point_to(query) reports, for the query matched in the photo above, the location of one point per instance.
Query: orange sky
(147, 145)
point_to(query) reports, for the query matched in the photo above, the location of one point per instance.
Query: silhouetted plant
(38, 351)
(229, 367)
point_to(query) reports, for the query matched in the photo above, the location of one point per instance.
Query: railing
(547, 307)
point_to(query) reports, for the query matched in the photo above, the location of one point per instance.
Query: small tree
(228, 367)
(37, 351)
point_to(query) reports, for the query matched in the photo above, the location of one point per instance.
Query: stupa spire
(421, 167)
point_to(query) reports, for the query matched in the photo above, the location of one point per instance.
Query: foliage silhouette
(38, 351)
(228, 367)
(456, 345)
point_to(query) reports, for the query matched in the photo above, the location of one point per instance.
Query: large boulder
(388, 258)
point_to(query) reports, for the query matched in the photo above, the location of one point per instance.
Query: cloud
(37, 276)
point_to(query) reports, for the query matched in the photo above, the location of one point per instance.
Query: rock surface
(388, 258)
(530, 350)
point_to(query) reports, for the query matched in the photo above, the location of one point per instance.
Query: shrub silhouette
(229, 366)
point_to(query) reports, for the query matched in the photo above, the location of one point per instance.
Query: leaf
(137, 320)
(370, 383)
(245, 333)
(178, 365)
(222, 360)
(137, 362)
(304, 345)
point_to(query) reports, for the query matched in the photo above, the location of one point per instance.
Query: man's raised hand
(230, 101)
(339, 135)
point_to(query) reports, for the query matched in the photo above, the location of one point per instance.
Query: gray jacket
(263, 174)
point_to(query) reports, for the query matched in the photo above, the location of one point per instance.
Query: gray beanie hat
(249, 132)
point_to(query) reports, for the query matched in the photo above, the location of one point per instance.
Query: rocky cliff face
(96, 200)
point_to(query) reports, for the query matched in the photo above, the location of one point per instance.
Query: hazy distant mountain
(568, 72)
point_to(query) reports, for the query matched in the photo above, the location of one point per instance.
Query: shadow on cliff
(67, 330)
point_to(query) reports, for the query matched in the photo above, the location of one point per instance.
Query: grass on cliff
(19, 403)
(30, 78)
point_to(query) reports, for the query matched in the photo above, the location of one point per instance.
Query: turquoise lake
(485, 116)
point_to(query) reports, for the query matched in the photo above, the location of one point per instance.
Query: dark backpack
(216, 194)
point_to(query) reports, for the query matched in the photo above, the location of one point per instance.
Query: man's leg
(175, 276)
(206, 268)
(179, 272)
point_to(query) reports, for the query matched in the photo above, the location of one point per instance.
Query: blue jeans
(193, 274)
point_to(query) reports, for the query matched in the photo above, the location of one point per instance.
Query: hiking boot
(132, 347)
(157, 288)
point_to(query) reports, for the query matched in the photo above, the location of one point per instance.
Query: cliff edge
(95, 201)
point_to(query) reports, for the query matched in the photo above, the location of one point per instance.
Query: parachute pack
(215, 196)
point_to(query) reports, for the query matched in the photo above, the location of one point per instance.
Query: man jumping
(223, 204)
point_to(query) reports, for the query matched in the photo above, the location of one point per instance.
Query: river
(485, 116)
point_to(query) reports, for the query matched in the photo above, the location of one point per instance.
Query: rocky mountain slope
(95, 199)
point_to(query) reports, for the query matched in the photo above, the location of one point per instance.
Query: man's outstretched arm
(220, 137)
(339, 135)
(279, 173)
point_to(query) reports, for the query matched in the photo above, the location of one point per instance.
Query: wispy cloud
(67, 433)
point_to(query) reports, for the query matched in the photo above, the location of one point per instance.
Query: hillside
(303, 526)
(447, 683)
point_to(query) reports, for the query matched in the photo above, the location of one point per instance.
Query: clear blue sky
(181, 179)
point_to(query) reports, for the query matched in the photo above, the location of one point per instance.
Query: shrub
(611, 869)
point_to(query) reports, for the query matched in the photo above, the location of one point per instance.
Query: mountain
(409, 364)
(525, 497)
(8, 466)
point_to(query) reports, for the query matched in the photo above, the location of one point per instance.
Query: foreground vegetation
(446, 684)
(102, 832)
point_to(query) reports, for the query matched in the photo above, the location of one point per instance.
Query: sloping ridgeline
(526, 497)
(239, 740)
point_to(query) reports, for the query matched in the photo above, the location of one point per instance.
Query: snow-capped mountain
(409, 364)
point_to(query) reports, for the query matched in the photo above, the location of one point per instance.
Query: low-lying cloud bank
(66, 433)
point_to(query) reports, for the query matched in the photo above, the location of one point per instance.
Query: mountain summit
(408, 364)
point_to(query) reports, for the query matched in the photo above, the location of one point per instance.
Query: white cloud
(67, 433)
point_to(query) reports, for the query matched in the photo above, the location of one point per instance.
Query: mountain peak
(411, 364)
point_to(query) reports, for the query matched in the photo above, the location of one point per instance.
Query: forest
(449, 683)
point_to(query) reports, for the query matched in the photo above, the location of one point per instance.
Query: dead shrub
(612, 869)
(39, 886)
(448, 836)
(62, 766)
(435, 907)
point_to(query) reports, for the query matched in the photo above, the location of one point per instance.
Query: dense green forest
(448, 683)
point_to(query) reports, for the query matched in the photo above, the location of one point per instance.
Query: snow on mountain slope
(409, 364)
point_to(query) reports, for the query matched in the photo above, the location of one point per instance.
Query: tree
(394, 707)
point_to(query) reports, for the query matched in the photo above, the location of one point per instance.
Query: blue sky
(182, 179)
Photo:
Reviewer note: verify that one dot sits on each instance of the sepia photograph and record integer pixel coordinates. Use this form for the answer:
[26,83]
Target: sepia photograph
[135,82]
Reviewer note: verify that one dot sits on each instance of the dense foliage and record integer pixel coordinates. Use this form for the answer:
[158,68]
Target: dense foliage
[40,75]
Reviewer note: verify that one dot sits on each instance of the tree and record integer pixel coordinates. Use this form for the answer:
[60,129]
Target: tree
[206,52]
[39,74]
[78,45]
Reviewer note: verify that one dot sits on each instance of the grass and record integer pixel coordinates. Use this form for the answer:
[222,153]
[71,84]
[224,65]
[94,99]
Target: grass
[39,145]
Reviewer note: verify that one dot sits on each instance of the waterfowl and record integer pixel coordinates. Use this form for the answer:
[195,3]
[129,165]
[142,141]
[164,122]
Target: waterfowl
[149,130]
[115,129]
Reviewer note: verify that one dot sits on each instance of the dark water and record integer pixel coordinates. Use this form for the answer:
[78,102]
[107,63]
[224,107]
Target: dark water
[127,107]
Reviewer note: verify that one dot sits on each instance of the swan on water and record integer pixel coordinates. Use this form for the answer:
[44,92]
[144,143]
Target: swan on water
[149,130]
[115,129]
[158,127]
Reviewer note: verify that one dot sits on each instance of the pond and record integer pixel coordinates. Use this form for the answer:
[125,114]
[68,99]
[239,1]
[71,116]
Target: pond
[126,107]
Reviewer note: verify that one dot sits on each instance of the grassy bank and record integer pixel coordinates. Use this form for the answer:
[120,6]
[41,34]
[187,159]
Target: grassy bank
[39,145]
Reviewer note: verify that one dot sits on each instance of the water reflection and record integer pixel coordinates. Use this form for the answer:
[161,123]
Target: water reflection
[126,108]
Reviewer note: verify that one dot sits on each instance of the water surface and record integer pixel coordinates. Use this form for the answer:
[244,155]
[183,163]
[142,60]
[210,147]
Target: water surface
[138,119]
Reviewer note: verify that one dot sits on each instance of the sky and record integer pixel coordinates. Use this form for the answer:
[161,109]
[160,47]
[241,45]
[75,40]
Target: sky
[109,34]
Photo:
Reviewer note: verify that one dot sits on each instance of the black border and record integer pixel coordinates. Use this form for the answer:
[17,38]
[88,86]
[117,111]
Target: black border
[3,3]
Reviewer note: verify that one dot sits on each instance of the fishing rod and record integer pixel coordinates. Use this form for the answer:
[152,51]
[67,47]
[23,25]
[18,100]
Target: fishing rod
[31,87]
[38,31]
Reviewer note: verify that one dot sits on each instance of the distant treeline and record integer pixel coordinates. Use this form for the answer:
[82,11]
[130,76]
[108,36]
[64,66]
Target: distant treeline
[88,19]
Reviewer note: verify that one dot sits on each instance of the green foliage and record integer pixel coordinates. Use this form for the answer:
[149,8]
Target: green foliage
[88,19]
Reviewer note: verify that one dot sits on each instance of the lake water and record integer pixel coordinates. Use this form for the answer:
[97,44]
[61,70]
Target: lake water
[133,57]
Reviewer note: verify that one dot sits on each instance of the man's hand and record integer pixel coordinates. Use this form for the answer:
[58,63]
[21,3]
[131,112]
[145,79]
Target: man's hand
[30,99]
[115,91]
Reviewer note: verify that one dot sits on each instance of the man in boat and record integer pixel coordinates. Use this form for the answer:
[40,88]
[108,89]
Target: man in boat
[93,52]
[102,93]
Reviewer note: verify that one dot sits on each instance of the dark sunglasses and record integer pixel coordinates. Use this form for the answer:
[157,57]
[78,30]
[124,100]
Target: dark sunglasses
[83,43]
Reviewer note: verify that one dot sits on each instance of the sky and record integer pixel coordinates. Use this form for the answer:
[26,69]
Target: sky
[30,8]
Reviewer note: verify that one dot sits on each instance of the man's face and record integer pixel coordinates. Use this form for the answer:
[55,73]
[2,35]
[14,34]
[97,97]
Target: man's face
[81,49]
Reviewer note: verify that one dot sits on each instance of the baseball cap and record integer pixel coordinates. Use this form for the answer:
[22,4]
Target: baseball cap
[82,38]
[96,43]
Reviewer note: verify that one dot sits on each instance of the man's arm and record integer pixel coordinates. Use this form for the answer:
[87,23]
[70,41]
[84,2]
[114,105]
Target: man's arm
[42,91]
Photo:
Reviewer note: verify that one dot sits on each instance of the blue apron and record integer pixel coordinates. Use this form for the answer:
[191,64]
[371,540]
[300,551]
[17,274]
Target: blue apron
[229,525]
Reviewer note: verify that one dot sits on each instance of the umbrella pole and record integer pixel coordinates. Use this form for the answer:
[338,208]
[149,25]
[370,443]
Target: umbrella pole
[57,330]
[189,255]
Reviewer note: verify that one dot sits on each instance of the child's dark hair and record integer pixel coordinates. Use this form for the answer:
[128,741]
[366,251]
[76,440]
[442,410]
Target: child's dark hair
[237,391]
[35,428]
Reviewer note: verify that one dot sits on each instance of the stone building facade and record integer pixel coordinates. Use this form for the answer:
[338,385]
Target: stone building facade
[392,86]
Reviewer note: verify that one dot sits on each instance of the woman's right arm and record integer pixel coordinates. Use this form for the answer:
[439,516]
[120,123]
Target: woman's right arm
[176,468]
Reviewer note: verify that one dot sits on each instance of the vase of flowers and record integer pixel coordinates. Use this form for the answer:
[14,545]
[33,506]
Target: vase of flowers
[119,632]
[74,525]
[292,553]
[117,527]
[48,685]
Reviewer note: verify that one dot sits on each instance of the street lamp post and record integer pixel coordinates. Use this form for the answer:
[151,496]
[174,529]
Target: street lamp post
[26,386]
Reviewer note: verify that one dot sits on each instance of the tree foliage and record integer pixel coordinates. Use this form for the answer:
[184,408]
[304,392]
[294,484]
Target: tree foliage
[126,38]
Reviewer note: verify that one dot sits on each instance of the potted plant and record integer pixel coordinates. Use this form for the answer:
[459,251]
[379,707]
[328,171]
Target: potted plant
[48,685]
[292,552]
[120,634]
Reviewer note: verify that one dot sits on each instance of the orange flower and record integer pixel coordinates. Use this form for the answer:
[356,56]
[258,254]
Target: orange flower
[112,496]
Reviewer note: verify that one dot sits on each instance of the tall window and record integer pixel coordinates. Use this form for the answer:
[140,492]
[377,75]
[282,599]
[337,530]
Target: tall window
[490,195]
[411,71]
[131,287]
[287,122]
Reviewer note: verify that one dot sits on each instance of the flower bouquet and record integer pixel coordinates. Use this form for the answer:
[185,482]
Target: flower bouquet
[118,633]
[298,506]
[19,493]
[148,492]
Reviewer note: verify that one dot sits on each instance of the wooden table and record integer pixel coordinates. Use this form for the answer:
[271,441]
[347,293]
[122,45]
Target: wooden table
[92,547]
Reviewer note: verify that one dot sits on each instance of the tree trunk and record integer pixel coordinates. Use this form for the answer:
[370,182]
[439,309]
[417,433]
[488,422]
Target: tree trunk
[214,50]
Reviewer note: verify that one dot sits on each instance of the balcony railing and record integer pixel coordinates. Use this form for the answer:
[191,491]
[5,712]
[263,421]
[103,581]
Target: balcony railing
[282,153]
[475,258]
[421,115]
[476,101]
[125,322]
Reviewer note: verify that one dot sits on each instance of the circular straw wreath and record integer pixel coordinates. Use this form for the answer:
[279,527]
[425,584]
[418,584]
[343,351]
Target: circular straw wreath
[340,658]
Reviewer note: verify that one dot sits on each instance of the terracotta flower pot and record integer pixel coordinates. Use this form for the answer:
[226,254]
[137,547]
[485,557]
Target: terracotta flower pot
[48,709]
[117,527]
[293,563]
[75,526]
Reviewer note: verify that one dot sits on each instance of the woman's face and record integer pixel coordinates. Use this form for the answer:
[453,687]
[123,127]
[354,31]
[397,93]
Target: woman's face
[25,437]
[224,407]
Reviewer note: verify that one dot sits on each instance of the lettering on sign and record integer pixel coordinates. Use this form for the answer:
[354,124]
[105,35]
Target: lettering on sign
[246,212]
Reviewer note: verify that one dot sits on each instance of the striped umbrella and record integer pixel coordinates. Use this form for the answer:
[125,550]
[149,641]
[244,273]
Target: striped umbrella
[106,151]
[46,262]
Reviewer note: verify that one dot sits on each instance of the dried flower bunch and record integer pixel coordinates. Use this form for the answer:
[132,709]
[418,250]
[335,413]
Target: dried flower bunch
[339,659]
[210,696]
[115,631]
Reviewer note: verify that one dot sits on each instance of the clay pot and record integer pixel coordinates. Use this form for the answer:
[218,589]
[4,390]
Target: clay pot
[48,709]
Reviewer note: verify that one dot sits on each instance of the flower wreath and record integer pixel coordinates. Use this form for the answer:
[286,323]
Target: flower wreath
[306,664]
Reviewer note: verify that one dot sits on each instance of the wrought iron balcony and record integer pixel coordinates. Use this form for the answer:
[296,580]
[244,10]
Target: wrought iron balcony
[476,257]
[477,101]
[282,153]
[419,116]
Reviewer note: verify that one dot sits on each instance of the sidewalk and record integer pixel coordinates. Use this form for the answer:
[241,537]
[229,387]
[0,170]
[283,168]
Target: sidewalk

Required work:
Could you repeat exactly the lines above from the line with "of the street" up to and including the line with "the flower bouquet", and only those?

Result for this exercise:
Reviewer note: verify that one dot sits on each instance of the street lamp post and record integer pixel coordinates. Use this form for the answer:
[151,496]
[174,529]
Target: street lamp post
[26,386]
Reviewer note: verify that one dot sits on each instance of the tree foliage and record integer pixel coordinates. Use this form for the answer:
[184,408]
[304,392]
[294,484]
Target: tree foliage
[126,38]
Reviewer note: verify that one dot sits on each instance of the potted plant and record integer pixel coordinates. Use this form for the answer:
[459,251]
[379,707]
[328,171]
Target: potted plant
[48,685]
[292,552]
[120,634]
Reviewer note: verify that one dot sits on each instance of the orange flower and record integer pixel coordinates. Use this form for the answer:
[356,56]
[258,254]
Target: orange flower
[112,496]
Reviewer note: verify that one dot sits on each instance of the tall window and record integer pixel coordinates. Use this form for the answer:
[140,492]
[377,75]
[282,599]
[337,530]
Target: tall window
[490,195]
[411,71]
[131,287]
[287,122]
Reviewer note: verify that one dot sits on each instance of the flower bouquet and record integer pixel coordinates. Use this form for the answer:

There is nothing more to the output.